-------- Selected passage --------

And then here's the third definition that came up, "a feeling of self-assurance arising from one's appreciation of one's own abilities or qualities." So, this is the place where we often struggle with confidence because this is based on ourselves, on our own thinking. We are confident in this place that we will stick with a tough job until it's done. We are confident that we will return to love even when it's been difficult. We know that we will have our own back when things go awry. And notice that this type of confidence doesn't come from proficiency around things, but rather the thoughts about our ability to show up the way that we want to. 

10:45 

So did you notice what I just said there? It is based on our own thinking, on our thoughts, because confidence is something we think; it is not something we do. I believe that often in our heads we see confidence as something that is done, it's a behavior. When in reality confidence is manifest in our behavior but it starts with our thoughts. It begins with thoughts like "I can do this," or "I can figure this out," or "I'm smart enough to work through this." Confidence is something we think. And who is in control of your thoughts? Uh-huh, that's right, you are right. 

11:29 

The tricky part of this for many of us is that we have over 60,000 thoughts a day and the vast majority of those, which they consider about 57,000 of those thoughts, we are unaware of. They are thoughts that run in the background of our minds. And when some of these thoughts have been there for so long, they are just doing their thing. And we have zero awareness that they are impacting our feelings and behaviors. So figuring out what some of these thoughts are, learning to be aware of them and nudge them in a healthier direction, is the work to be done. And this is why the work that I do with coaching is so valuable because we take particular situations that you might be struggling with in your life, and we find the thoughts that are running the show, that are running it behind the scenes. 

12:19 

And then that's how we can become aware of these thoughts. So I like to think of these kinds of thoughts as parts of our house that we never think of. For example, when was the last time you thought about the trusses in your home? What about the wiring or the plumbing in the walls? What about the screws that hold the drywall in place or the box of high school memorabilia in the back corner of your storage room? There are so many parts of our house, lots of corners and boxes and drawers and cupboards full of stuff, windows and closets and parts of the home construction and the electricity and plumbing and heating and air that we just don't think of until something goes wrong. All of this stuff is in our homes and it largely goes unnoticed. And some of it is pretty darn important to our comfort within our home. We have thoughts in our brain that do what so many of these things in our home do. They make things work in the background and they rarely get noticed. 

13:20 

So we might have beliefs from our childhood about our abilities. So for example, we might have been told by someone as a child that we don't have a good singing voice. And though it was one person a long time ago, and that person may not have even been somebody who is important to us, that thought may have stuck in our brains and may have become pervasive in our brains. And our brain may have replayed that thought over and over and over until it has become a belief: I'm not good at singing. And now we have so much trepidation and fear around singing in public or anywhere that someone can hear us even though we really might have a great voice. 

14:04 

These are the types of thoughts that create crippling nervousness sometimes that feels like we're not confident. And this is where coaching or doing thought downloads can be so helpful. They can help us root out some of these background thoughts that are affecting how we show up today. A thought like "I'm not good at singing and people will judge me" is based on a thought that we're not good at singing, which is a particular skill. But it's also creating fear because of the thought that we will be judged by others.

--------

> [Requests]
1. In the confidence transcript, why does the speaker say that you are the one in control of your confidence?
2. List the parts of a home that the confidence transcript asks when you last thought about.
3. From the confidence transcript, please extract the part that opens with the words containing "And then here's" and closes with "we want to.".

-------- Data lines --------

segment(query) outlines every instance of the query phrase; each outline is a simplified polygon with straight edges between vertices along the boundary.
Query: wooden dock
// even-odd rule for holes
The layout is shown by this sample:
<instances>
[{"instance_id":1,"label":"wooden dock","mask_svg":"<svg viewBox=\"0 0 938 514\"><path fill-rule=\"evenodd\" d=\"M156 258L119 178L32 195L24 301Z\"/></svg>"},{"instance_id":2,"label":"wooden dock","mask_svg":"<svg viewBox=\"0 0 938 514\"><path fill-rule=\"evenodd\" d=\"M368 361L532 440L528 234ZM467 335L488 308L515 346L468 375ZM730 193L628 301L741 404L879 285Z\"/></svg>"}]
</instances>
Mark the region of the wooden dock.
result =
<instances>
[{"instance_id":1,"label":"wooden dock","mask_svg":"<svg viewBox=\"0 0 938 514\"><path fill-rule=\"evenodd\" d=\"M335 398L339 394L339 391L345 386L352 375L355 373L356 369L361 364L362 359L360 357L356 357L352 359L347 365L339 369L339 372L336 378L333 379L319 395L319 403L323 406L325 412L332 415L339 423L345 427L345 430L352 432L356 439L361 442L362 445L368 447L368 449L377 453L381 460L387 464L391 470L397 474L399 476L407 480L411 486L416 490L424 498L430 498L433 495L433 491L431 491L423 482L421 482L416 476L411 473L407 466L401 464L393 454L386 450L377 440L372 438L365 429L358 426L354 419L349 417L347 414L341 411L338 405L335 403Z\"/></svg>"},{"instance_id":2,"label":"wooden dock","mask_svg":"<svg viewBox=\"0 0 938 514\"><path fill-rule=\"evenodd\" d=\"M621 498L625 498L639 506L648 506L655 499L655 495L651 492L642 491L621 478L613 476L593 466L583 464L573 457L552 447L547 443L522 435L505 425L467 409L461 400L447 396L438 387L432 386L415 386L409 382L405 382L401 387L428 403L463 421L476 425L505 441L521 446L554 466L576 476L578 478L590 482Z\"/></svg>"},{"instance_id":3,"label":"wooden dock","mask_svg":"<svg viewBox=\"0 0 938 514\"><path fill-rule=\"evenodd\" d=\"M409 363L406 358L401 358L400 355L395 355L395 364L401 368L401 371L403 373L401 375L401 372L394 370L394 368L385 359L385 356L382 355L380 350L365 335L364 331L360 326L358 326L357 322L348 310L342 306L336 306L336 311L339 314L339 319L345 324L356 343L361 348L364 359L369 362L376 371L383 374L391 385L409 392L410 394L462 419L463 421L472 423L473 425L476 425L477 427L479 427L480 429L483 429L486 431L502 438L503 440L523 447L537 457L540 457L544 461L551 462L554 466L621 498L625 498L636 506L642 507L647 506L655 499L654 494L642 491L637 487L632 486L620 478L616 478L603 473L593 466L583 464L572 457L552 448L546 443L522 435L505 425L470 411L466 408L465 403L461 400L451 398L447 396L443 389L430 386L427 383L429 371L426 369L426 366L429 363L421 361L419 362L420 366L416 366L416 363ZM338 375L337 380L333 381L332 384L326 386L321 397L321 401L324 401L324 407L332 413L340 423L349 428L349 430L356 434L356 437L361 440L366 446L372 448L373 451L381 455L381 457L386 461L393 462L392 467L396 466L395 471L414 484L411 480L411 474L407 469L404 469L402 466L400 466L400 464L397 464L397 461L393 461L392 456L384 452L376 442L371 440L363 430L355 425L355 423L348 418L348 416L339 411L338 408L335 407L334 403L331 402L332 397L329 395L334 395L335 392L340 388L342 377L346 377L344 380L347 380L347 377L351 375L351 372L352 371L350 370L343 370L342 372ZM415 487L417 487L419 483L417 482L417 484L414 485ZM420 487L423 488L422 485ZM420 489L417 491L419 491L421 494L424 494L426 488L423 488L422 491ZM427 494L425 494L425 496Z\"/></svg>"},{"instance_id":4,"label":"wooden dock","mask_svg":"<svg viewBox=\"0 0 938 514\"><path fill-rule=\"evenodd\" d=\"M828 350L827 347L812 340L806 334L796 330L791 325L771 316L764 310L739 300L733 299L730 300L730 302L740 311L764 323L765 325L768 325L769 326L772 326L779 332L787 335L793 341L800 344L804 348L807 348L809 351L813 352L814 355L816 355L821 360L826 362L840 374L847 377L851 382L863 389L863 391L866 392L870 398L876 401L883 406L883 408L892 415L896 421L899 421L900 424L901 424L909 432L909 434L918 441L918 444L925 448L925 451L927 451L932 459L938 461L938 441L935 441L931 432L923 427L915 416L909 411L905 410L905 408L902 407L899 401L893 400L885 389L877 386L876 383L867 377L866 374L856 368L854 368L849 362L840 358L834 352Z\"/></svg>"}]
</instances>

--------

> [Final answers]
1. Confidence is something we think rather than something we do. It starts with thoughts like "I can do this." Since you are in control of your own thoughts, you are in control of your confidence.

2.
- The trusses
- The wiring
- The plumbing in the walls
- The screws that hold the drywall in place
- The box of high school memorabilia in the back corner of the storage room

3.
And then here's the third definition that came up, "a feeling of self-assurance arising from one's appreciation of one's own abilities or qualities." So, this is the place where we often struggle with confidence because this is based on ourselves, on our own thinking. We are confident in this place that we will stick with a tough job until it's done. We are confident that we will return to love even when it's been difficult. We know that we will have our own back when things go awry. And notice that this type of confidence doesn't come from proficiency around things, but rather the thoughts about our ability to show up the way that we want to.